- AIM OF THE TASK -
Write out all of the material below again with "photo" switched to "image" everywhere and everything else left as it stands. Leave out the pictures.

****************************************

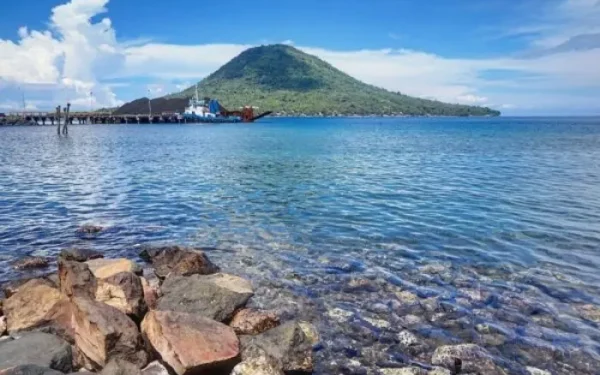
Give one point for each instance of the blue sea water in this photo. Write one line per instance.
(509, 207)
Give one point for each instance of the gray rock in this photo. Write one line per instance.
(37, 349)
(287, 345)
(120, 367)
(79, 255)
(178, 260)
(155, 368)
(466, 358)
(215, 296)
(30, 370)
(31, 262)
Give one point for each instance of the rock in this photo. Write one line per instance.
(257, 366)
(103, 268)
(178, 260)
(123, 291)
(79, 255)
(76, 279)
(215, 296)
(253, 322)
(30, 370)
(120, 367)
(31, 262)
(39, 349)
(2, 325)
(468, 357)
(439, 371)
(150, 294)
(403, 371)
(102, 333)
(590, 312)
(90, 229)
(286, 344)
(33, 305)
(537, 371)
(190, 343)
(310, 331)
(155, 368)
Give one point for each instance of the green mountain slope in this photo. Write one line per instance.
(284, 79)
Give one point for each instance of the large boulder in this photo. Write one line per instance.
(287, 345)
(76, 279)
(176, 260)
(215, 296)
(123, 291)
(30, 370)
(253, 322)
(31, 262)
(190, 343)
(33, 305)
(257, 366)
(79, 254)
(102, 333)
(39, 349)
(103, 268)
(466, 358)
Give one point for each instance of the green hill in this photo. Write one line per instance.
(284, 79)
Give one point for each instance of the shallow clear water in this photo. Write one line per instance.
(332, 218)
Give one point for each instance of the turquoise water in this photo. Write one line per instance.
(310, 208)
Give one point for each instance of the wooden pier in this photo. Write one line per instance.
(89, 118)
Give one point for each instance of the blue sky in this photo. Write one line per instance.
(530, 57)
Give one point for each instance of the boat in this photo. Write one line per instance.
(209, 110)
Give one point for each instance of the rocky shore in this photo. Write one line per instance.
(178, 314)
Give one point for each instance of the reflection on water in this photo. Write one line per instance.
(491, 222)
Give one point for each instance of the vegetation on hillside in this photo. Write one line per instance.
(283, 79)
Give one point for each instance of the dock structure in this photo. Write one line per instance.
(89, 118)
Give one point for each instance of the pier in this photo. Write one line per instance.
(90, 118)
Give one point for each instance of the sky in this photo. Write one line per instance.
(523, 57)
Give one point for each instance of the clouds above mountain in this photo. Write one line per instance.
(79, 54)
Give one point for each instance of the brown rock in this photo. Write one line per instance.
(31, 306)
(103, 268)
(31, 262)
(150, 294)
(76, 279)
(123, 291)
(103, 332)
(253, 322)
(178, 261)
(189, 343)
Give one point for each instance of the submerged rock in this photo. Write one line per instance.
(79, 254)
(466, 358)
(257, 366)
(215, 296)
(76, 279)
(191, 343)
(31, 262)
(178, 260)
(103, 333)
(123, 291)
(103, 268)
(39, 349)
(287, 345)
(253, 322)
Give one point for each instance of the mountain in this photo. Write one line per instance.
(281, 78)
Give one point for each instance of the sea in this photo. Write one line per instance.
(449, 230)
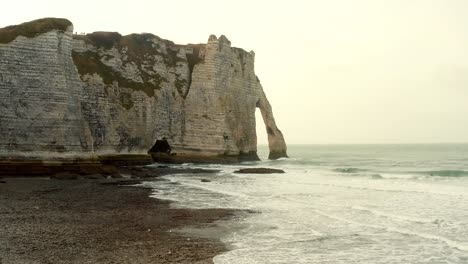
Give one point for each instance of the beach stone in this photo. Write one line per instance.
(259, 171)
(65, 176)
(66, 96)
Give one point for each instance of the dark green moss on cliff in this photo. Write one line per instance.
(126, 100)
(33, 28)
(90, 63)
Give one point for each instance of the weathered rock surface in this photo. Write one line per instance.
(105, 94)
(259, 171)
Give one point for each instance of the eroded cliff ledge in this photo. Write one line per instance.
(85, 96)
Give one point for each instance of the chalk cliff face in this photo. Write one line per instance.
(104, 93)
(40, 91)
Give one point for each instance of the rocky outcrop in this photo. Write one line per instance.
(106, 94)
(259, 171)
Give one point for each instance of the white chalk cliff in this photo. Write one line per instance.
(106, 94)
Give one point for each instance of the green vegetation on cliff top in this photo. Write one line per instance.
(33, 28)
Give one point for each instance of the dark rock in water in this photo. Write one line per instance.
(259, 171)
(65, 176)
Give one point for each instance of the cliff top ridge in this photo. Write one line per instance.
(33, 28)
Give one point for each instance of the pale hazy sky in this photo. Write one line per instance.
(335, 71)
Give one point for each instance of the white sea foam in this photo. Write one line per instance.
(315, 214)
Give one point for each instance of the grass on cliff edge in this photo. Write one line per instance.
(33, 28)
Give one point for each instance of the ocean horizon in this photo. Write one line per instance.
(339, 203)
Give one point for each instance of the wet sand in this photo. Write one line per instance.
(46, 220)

****************************************

- COMPLETE ANSWER -
Give one point for each instance of the blue sea water in this image. Write one line per instance.
(509, 207)
Give one point for each instance of the gray rock in this image. Write one line per instance.
(37, 349)
(287, 345)
(120, 367)
(79, 255)
(178, 260)
(155, 368)
(466, 358)
(215, 296)
(30, 370)
(31, 262)
Give one point for each instance of the rock in this image. Write one line per instance.
(257, 366)
(103, 268)
(178, 260)
(123, 291)
(79, 255)
(76, 279)
(215, 296)
(253, 322)
(30, 370)
(120, 367)
(31, 262)
(39, 349)
(2, 325)
(468, 357)
(439, 371)
(150, 294)
(403, 371)
(102, 333)
(590, 312)
(90, 229)
(286, 344)
(33, 305)
(537, 371)
(190, 343)
(310, 331)
(155, 368)
Give one point for each instance of the green mountain slope in this image. Write one line per instance.
(284, 79)
Give one point for each instance of the large boulder in this image. Write one line per instance.
(287, 345)
(76, 279)
(176, 260)
(215, 296)
(123, 291)
(30, 370)
(253, 322)
(31, 262)
(190, 343)
(33, 305)
(257, 366)
(79, 254)
(102, 333)
(39, 349)
(103, 268)
(466, 358)
Give one point for each instance of the green hill in this image. Write one line per instance.
(284, 79)
Give one point for each instance of the shallow clear water in this image. Write one line per instance.
(332, 218)
Give one point for each instance of the turquoise water in this image. Write one line per instance.
(310, 208)
Give one point for each instance of the wooden pier in this image. Write one line per instance.
(89, 118)
Give one point for each instance of the blue sky in this image. Write one line per instance.
(530, 57)
Give one point for each instance of the boat in this image. Write one line per instance.
(209, 110)
Give one point for each instance of the rocky shore in this image. Write one line per instance.
(178, 314)
Give one point for each instance of the reflection on water in this image. Write one line per instance.
(491, 222)
Give one point for each instance of the vegetation on hillside in this image. Write one line per instance.
(283, 79)
Give one point for each instance of the dock structure in this image. Write one line per instance.
(89, 118)
Give one point for each instance of the pier in this image. Write one line per instance.
(90, 118)
Give one point for each instance of the sky in this image. Write one line per instance.
(523, 57)
Give one point for each instance of the clouds above mountain in this image. Write one line per instance.
(79, 54)
Give one point for each instance of the brown rock in this image. Write one line per instance.
(31, 306)
(103, 268)
(31, 262)
(150, 294)
(76, 279)
(123, 291)
(103, 332)
(253, 322)
(178, 261)
(189, 343)
Give one point for each instance of the submerged rock in this image. Write one line per instance.
(79, 254)
(466, 358)
(257, 366)
(215, 296)
(76, 279)
(191, 343)
(31, 262)
(178, 260)
(103, 333)
(123, 291)
(103, 268)
(39, 349)
(287, 345)
(253, 322)
Give one point for each instance of the mountain in this image. Write one line per instance.
(281, 78)
Give one point for each instance of the sea in this image. Write one line per instance.
(449, 230)
Give one point for each instance of the beach stone in this image. Write one line per instance.
(259, 171)
(65, 176)
(66, 96)
Give one point for each instance of the dark green moss on cliff in this image. Write one line per instance.
(126, 100)
(33, 28)
(90, 63)
Give one point for each instance of the weathered rock surface in this image. Write one line per instance.
(105, 94)
(259, 171)
Give one point for each instance of the eroded cliff ledge in this image. Write one line per instance.
(85, 96)
Give one point for each instance of the chalk cliff face in this image. Write one line per instance.
(104, 93)
(40, 91)
Give one point for each instance of the rocky outcrop in this image. Write one line per instance.
(106, 94)
(259, 171)
Give one point for each instance of the white chalk cliff in this image. Write one line per instance.
(106, 94)
Give one point for each instance of the green vegetation on cliff top in this image. Write one line per instance.
(33, 28)
Give one point for each instance of the dark rock in water in this image. Write one line per instance.
(259, 171)
(65, 176)
Give one point for each instance of the cliff top ridge in this image. Write one line per instance.
(33, 28)
Give one point for each instance of the pale hazy sky in this image. Write one line per instance.
(335, 71)
Give one point for each instance of the white sea foam in this image. Write one line per instance.
(315, 214)
Give one point for each instance of the grass on cliff edge in this image. Write one line per instance.
(33, 28)
Give one point for each instance of the ocean horizon in this image. Write one line per instance.
(339, 203)
Give one point for each instance of the wet sand in this image. Write one line per instance.
(46, 220)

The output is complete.